Brief: Output the data verbatim, minus the images.
=== Section Start ===
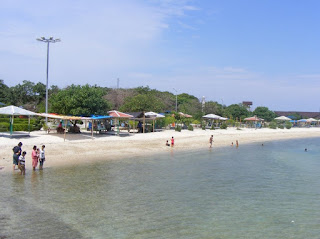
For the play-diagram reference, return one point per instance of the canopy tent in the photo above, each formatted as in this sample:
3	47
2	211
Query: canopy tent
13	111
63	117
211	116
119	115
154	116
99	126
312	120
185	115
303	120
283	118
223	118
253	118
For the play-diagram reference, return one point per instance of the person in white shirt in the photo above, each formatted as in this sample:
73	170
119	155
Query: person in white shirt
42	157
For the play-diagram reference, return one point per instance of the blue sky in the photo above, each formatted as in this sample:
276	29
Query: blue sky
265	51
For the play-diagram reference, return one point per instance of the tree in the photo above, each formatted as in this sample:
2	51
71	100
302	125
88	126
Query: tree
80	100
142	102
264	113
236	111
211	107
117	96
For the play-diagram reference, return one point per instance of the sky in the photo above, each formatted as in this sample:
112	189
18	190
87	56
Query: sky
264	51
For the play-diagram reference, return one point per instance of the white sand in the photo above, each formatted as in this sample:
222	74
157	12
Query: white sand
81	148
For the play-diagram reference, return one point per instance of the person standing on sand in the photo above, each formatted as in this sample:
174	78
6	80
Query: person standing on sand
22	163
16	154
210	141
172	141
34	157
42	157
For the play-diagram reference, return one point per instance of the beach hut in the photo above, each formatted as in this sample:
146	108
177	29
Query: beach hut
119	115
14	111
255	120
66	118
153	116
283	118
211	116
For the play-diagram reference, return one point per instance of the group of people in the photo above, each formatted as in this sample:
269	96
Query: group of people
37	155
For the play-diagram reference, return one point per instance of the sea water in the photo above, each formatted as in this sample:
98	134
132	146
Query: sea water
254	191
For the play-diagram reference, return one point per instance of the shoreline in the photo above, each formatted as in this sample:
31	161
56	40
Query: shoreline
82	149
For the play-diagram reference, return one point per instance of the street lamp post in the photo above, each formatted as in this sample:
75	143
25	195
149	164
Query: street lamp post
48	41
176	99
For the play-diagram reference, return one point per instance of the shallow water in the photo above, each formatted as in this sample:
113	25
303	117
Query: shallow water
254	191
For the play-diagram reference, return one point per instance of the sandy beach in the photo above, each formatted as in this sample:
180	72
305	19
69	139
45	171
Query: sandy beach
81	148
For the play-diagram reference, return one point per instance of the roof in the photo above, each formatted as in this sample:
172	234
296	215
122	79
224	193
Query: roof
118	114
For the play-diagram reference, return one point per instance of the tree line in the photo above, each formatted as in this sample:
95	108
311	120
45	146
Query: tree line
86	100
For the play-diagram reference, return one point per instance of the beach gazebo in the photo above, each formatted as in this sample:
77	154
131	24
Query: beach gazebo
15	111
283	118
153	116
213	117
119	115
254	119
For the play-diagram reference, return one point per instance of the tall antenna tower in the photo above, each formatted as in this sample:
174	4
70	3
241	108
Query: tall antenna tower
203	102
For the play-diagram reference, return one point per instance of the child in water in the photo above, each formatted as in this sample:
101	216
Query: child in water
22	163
=== Section End ===
Finished task:
For the play-diagram reference, return one point per instance of the canopy tent in the photo above, each formatted as in this sample:
3	47
2	211
Query: canopy tent
13	111
63	117
211	116
119	115
154	116
99	126
312	120
185	115
303	120
283	118
223	118
253	118
For the play-diagram reference, return one point per instance of the person in white shirt in the photo above, each formatted as in this sample:
73	170
119	155
Query: person in white shirt
42	157
For the play-diagram reference, return one point per instance of the blue sky in the photo above, each formatted as in this sample:
276	29
Query: blue sky
265	51
For the play-diagram reference, return one point per instance of the tree in the photo above, each formatted as in this sample:
2	51
71	100
302	125
88	126
Query: tree
80	100
142	102
264	113
236	111
211	107
117	96
For the play-diagram reference, return one point per instance of the sky in the photo above, each formatted as in this sample:
112	189
18	190
87	56
Query: sky
264	51
For the play-diagram reference, return one point per instance of the white sand in the photo above, each formatted as in this sample:
222	74
157	12
Query: white sand
81	148
For the play-diagram reference, return one point per instance of the person standing on sand in the photo above, each formatted as in this sample:
174	78
6	80
Query: person standing on sand
22	163
16	154
210	141
172	141
34	157
42	157
For the play-diagram reference, return one point per instance of the beach hut in the photo above, each formatted as in this sample:
146	108
177	29
Query: beach hut
119	115
14	111
255	120
66	118
153	116
283	118
211	116
For the play-diagram reference, return one point per instance of the group of people in the photo above, each formatted as in this sample:
269	96
Query: group of people
37	155
For the play-diagram reference, return one point per instance of the sea water in the photo above, each formatted as in this sample:
98	134
132	146
Query: sea water
254	191
For the play-diagram reference, return one point per instance of the shoreline in the photo above, each formatted as in this sample:
31	161
56	40
Query: shoreline
82	149
For the play-diagram reference, return one point per instance of the street lamp post in the photo above, each formatted as in this sample:
75	143
25	195
149	164
Query: street lamp post
48	41
176	99
For the play-diagram reference, return one point per instance of the shallow water in the photo above, each formatted as in this sample:
113	25
303	117
Query: shallow water
254	191
For the play-diagram reference, return one point per instance of the sandy beach in the photo above, each formatted as in this sample:
180	72
305	19
69	139
45	171
Query: sandy beach
81	148
For the play-diagram reference, return one point per instance of the roof in the photo above, each formatted as in this sample:
172	234
296	215
122	79
224	193
Query: roof
118	114
For the play-diagram reference, return one point per instance of the tree line in the photo above, each formatted as in this sample:
95	108
311	120
45	146
Query: tree line
86	100
For the play-diagram reference, return one point per instance of the beach gazebo in the photo above, each formatted as in this sample:
77	154
131	24
Query: beach gazebo
15	111
283	118
153	116
213	117
119	115
254	119
For the play-diagram reference, return one point per instance of the tall antenna tower in the photo above, each formatted as in this sample:
174	4
70	3
241	108
Query: tall antenna tower
203	102
For the play-diagram reference, return one point per instance of the child in water in the photo above, each formatted as in this sample:
101	216
Query: child in water
22	163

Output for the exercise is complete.